*** TEXT PASSAGE ***
R/rfvimptest.R
In rfvimptest: Sequential Permutation Testing of Random Forest Variable Importance Measures

Documented in rfvimptest

##' Testing the statistical significance of predictors in random forests using sequential permutation testing
##'
##' Implements several strategies for testing the statistical significance of predictors in random forests using sequential permutation testing procedures based on the permutation variable importance measure.
##' See Hapfelmeier et al. (2023) for details.
##'
##' Only the general permutation test (\code{test="general"}) controls the type I error. In contrast, the two-sample permutation test (\code{test="twosample"})
##' is associated with inflated type I error, which can lead to false positive findings. An advantage of the two-sample permutation test is that it is
##' very fast. Therefore, this experimental approach may be used as an informal screening tool for finding informative variables.
*** MATERIAL PROVIDED ***
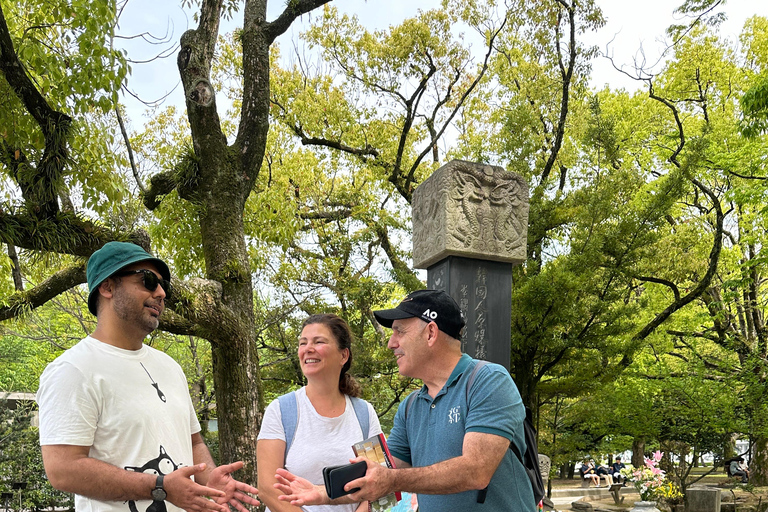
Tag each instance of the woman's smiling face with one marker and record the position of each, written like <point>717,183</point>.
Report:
***
■ EXERCISES:
- a) In the rfvimptest documentation, which permutation test is the only one that controls the type I error?
- b) Continue the rfvimptest documentation after its final sentence.

■ RESULTS OF THE EXERCISE:
- a) The general permutation test (test="general").

- b)
##' It is, however, not a valid testing procedure. Note also that
##' the paper of Coleman et al. (2019) on which the two-sample test is based has not yet been published in a peer-reviewed journal and that
##' the theory underlying this procedure might thus still need further review.
##'
##' SPRT (\code{type="SPRT"}) and SAPT (\code{type="SAPT"}) are similar sequential procedures, where SPRT is faster with respect to accepting H0, that is, detecting non-informative variables,
##' whereas SAPT is faster with respect to accepting H1, that is, detecting informative variables. Therefore, SPRT may be preferred for
##' datasets with only few informative variables, whereas SAPT is preferable for datasets with many informative variables.
##' The Monte Carlo p-value based testing procedure (\code{type="pval"}) should be used, when p-values are required.
##' The choice \code{type="complete"} offers a conventional permutation test (that is, without sequential testing) (Hapfelmeier and Ulm, 2013). This choice
##' is computationally the most intensive. Lastly, the choice \code{type="certain"} is similar to \code{type="complete"}, but performs
##' early stopping by ending the permutation iterations as soon as it is certain which outcome the conventional permutation test would
##' take. That is, \code{type="certain"} can be considered as a computationally more effective version of \code{type="complete"}.
##'
##' @param data A \code{data.frame} containing the variables in the model.
##' @param yname Name of outcome variable.
##' @param Mmax Maximum number of permutations used in each permutation test. Default is 500.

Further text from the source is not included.